=== Work to complete ===
Once you have read the data below, please repeat all of it exactly.

=== Exercise material ===
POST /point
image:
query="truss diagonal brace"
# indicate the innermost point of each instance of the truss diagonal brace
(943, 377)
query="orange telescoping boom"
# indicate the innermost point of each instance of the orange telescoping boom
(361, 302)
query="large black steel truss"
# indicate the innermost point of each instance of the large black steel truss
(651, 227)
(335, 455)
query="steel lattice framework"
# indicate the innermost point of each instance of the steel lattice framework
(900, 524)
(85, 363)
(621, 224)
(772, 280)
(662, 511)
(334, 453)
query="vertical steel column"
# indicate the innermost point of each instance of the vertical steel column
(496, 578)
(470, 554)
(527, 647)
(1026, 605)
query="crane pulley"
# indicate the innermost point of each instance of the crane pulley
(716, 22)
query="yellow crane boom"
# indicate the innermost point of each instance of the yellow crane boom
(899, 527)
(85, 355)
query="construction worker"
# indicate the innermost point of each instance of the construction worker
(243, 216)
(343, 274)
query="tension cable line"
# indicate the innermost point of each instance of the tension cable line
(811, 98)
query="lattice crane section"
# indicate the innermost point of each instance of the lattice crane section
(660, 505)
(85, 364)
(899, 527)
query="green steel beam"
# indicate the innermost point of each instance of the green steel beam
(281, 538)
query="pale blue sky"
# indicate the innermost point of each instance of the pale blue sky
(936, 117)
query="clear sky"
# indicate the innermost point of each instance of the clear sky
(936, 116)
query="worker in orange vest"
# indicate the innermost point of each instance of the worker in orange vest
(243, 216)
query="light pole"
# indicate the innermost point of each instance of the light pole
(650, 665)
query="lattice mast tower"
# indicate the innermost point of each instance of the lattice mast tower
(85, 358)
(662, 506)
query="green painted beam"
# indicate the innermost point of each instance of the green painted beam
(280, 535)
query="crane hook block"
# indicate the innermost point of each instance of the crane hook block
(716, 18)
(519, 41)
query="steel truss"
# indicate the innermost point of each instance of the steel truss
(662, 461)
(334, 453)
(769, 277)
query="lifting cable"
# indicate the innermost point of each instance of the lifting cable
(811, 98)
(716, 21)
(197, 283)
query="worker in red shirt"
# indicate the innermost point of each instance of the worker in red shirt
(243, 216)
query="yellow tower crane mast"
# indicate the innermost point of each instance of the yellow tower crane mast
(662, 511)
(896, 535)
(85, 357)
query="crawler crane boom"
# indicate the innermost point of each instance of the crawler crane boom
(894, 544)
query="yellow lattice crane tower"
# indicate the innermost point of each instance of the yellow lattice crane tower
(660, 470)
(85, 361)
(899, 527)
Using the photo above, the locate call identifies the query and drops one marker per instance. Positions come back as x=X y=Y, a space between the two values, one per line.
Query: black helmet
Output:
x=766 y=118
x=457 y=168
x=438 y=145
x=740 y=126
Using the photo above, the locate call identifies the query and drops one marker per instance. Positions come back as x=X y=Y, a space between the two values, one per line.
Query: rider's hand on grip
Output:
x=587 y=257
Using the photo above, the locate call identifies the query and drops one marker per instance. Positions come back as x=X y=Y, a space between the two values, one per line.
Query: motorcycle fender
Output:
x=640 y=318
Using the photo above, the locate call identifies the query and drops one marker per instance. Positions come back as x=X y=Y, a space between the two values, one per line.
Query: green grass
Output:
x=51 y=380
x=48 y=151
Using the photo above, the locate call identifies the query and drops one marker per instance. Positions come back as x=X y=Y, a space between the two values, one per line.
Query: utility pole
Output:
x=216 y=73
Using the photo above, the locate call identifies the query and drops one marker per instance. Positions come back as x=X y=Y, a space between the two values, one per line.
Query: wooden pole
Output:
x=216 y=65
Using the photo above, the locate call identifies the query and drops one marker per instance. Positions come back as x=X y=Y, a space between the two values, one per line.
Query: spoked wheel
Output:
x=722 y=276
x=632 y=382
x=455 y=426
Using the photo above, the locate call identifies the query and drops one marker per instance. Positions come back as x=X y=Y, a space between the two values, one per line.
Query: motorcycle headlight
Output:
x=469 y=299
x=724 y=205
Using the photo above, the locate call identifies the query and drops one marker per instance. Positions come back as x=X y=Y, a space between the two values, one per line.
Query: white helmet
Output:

=== Written reply ===
POST /point
image:
query="truss diagonal brace"
# indicate the innermost point of each instance of the truss diagonal brace
(943, 377)
query="orange telescoping boom"
# indicate the innermost point of each instance of the orange telescoping boom
(361, 302)
query="large black steel truss"
# indicate the innermost point of each instance of the large black steel truss
(651, 227)
(335, 455)
query="steel lattice framework"
# indicate the innermost point of each instance of the steel lattice framework
(900, 524)
(85, 363)
(621, 224)
(772, 280)
(662, 511)
(334, 453)
query="vertical steel column"
# indicate the innermost point of each instance of the vertical steel column
(496, 578)
(470, 554)
(527, 647)
(1026, 605)
query="crane pulley"
# indicate the innermost point of each instance of the crane pulley
(716, 22)
query="yellow crane boom"
# indicate the innermost point of each instance of the yellow crane boom
(899, 527)
(85, 355)
query="construction worker"
# indicate the innermost point of each instance of the construction worker
(243, 216)
(343, 274)
query="tension cable line"
# indicate the innermost point of each instance of the tension cable line
(811, 98)
query="lattice crane section"
# indicate the innermost point of each instance of the lattice crane section
(660, 505)
(85, 364)
(899, 527)
query="green steel beam"
# indicate the innermost point of each instance of the green steel beam
(281, 538)
query="pale blue sky"
# indicate the innermost point of each instance of the pale blue sky
(936, 117)
query="clear sky"
# indicate the innermost point of each instance of the clear sky
(936, 116)
query="worker in orange vest"
# indicate the innermost point of each instance of the worker in orange vest
(243, 216)
query="light pole"
# indicate the innermost point of each instance of the light pole
(650, 665)
query="lattice mast tower"
# indicate the innermost point of each instance of the lattice mast tower
(85, 358)
(662, 506)
query="green painted beam"
# indicate the innermost point of each instance of the green painted beam
(280, 535)
query="crane hook block"
# indicate the innermost point of each instance of the crane hook block
(716, 18)
(519, 41)
query="steel truss"
# indicate the innermost point of each instance of the steel truss
(662, 461)
(334, 453)
(769, 277)
query="lifting cable"
# indicate the innermost point of each instance of the lifting cable
(811, 98)
(716, 21)
(197, 283)
query="worker in red shirt"
# indicate the innermost point of each instance of the worker in red shirt
(243, 216)
query="yellow tower crane mast"
# indicate the innermost point of each instance of the yellow tower crane mast
(662, 511)
(896, 535)
(85, 357)
query="crawler crane boom"
# indicate the innermost point of each instance of the crawler crane boom
(894, 544)
query="yellow lattice crane tower"
# indicate the innermost point of each instance of the yellow lattice crane tower
(660, 470)
(85, 361)
(899, 527)
Using the photo above, the locate call identifies the query and drops one marker per instance. Positions come back as x=X y=Y, a space between the two values, one per line.
Query: black helmet
Output:
x=766 y=118
x=457 y=168
x=438 y=145
x=740 y=126
Using the photo above, the locate call identifies the query and drops one marker per instance. Positions come back as x=X y=Y, a space between the two values, one per line.
Query: rider's hand on grip
Output:
x=587 y=257
Using the photo above, the locate call identifies the query and drops one marker per instance. Positions come back as x=X y=Y, a space between the two values, one per line.
Query: motorcycle fender
Output:
x=640 y=318
Using the photo above, the locate call identifies the query and drops one marker per instance. Positions come back as x=X y=Y, a space between the two values, one per line.
Query: green grass
Output:
x=51 y=380
x=48 y=151
Using the photo above, the locate call identifies the query and drops one marker per instance. Positions come back as x=X y=Y, a space between the two values, one per line.
Query: utility pole
Output:
x=216 y=73
Using the photo above, the locate call identifies the query and drops one marker per instance. Positions come back as x=X y=Y, a space between the two values, one per line.
Query: wooden pole
Output:
x=216 y=65
Using the photo above, the locate call identifies the query and drops one marker per instance. Positions come back as x=X y=Y, a space between the two values, one per line.
Query: spoked wheel
Output:
x=722 y=276
x=632 y=382
x=455 y=426
Using the photo above, the locate call identifies the query and drops one marker per instance. Positions come back as x=X y=Y, a space between the two values, one per line.
Query: motorcycle headlight
Output:
x=469 y=299
x=724 y=205
Using the photo above, the locate call identifies the query and drops one marker per instance. Positions come back as x=X y=Y, a space between the two values, one per line.
Query: white helmet
Output:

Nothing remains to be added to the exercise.